Wizard: Yes, but you won't have reliable access to scribing materials or buying many more scrolls.

*Background*
Anything appropriate (Knight & Noble would not be).  No Ravnica/Dragonlance/etc. backgrounds.

*Spoiler: my normal house rules*
Show


1) omitted

2) omitted, no sorcs

3) Rangers get their Proficiency Bonus added to damage rolls against their favored enemies, starting at level 1.  The level 20 capstone applies to all attack rolls against their favored enemies, not just once per turn.

4) omitted, no dragonborn

5) Tasha's optional class features are approved.

6) omitted, no high levels

7) If you go to 0 or get insta-killed (bypassing 0 hp) and raised, you gain 1 level of exhaustion.

8) Berserker barbarians get Frenzy once per day with no consequence; the exhaustion penalties only get added with a 2nd and beyond Frenzy.

TO DO.
(1) Print the part of the house rules text that opens with the words containing "3) Rangers get" and closes with "features are approved.".
(2) In the house rules text, what happens to a character who goes to 0 hit points or is killed outright and is then raised?
(3) Finish out the next part of the house rules text, picking up after the rule about Berserker barbarians and Frenzy.

PROVIDED MATERIAL.

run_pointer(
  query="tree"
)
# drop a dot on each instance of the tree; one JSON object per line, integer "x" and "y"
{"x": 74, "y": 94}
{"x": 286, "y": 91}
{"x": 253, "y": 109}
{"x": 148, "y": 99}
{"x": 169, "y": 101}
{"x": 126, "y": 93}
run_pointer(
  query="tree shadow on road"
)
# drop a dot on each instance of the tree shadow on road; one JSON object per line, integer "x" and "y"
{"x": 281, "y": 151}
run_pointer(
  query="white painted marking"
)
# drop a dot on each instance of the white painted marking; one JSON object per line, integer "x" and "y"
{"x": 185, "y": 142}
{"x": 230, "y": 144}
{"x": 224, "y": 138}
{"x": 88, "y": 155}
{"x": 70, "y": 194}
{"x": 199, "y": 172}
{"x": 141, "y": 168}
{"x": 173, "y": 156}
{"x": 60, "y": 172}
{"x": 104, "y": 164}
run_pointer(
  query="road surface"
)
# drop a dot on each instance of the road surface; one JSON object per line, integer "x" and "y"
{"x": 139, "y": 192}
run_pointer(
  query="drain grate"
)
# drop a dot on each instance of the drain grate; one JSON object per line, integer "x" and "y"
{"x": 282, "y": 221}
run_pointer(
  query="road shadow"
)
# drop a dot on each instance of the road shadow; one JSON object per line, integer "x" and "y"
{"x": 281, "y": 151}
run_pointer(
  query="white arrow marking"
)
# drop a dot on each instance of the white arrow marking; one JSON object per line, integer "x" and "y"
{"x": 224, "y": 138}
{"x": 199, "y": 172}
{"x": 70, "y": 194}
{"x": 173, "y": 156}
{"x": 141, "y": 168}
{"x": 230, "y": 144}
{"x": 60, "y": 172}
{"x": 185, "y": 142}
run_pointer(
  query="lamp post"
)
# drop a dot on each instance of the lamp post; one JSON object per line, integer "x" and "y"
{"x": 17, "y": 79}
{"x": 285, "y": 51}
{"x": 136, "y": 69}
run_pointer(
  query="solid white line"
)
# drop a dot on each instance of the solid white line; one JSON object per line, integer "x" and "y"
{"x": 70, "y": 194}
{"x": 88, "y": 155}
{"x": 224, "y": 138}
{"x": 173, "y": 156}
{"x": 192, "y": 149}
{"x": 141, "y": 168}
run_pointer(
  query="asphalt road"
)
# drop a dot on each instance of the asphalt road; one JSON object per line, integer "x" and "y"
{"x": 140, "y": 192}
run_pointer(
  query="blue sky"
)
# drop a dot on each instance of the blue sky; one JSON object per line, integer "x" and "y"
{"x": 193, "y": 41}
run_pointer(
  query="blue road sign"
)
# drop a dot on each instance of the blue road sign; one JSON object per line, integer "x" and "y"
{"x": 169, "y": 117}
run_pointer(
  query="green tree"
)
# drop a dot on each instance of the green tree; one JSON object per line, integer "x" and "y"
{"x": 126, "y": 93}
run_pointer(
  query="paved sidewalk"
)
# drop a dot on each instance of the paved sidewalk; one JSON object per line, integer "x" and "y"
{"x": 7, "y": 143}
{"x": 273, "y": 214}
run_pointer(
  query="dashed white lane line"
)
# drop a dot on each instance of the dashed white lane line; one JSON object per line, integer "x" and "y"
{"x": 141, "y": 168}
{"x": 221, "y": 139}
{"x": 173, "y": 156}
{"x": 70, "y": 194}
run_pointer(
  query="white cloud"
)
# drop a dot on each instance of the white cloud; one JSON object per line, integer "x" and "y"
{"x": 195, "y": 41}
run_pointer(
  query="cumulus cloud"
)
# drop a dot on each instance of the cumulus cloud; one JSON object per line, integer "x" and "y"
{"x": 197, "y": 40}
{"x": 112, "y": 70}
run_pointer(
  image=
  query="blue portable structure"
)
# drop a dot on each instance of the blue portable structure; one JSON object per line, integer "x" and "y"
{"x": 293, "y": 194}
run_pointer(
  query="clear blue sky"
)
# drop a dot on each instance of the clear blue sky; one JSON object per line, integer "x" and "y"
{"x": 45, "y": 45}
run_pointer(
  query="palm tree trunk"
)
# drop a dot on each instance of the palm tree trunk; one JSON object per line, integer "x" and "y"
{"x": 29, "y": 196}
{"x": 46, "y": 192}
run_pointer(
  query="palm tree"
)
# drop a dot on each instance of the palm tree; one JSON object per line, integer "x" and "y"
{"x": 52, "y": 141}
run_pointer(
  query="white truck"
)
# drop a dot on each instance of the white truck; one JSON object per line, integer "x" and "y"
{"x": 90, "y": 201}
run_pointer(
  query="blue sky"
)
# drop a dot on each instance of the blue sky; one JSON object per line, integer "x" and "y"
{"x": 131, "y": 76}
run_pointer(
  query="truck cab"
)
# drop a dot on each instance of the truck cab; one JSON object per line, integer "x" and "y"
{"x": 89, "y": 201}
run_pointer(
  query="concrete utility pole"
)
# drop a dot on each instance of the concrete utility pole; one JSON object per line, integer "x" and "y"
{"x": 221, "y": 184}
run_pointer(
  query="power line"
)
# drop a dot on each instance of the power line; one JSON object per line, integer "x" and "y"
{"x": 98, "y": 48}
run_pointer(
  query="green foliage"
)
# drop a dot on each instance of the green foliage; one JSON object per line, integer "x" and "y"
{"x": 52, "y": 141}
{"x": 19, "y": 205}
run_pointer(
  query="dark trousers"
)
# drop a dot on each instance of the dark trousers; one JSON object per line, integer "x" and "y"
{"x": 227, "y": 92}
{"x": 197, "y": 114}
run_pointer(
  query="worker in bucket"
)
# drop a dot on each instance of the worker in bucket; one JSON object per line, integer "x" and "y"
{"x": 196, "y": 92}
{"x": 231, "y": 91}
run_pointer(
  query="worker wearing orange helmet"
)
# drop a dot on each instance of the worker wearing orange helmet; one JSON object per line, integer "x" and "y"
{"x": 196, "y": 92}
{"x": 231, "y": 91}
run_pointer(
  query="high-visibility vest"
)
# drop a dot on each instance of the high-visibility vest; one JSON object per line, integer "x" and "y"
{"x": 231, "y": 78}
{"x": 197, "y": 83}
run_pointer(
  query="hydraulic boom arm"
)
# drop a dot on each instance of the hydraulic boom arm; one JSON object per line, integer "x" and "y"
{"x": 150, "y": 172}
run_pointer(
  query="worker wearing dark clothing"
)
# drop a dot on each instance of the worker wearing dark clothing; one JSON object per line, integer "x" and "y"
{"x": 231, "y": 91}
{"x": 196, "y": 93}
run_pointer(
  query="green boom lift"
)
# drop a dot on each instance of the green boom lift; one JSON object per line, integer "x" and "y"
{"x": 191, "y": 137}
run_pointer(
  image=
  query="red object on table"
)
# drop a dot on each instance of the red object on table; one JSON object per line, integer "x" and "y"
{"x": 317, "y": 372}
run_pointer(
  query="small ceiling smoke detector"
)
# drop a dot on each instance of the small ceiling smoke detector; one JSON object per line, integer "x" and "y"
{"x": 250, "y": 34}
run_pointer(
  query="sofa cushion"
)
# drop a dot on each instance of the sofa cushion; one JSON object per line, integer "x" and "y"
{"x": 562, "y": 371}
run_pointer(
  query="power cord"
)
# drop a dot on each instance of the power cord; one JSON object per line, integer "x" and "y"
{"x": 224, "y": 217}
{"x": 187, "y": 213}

PER-TASK OUTPUTS.
(1)
3) Rangers get their Proficiency Bonus added to damage rolls against their favored enemies, starting at level 1.  The level 20 capstone applies to all attack rolls against their favored enemies, not just once per turn.

4) omitted, no dragonborn

5) Tasha's optional class features are approved.

(2) The character gains 1 level of exhaustion.

(3)
9) Attacking while jumping/falling from height:  Make an acrobatics check and an attack roll, both against the target's AC.
If both hit, the target takes damage from the attack, and half the falling damage.
If the acrobatics check hits but the attack roll doesn't, they split falling damage but the attack misses.
If the acrobatics check misses but the attack roll hits, the attacker takes the falling damage but manages to stab(slash/bludgeon) his opponent right before hitting the ground.

10) omitted, not relevant

11) Eldritch Knights may change the Evocation school out for one other school of their choice.  (Notable picks: Necromancy for debuffs, Illusion for miss chances, Transmutation for self-buffs)

12) No Scribe school wizard, Peace Cleric, or Twilight Cleric.  Tasha's subclasses subject to approval.

13) Using "An Updated View on Necromancy" (DM's guild/free/I paid) for Necromancer wizards.

14) No flanking.  Double total damage on crits, not just the dice (ie, 1d6+4+1d6 sneak becomes 2d6+8+2d6, not 2d6+4+1d6), except for applied poisons

15) Soulknife blades stay manifested, and thus can be used for OAs and to gain the benefits of the TWF feat; Feat:  Improved Soul Blade:  Your blade gains an enhancement bonus equal to PB/2 (rounded down).

16) 4 Element monks get 2 disciplines every time the PHB says they get 1.  They get free discipline uses equal to their Proficiency Bonus, recharging upon Long Rest.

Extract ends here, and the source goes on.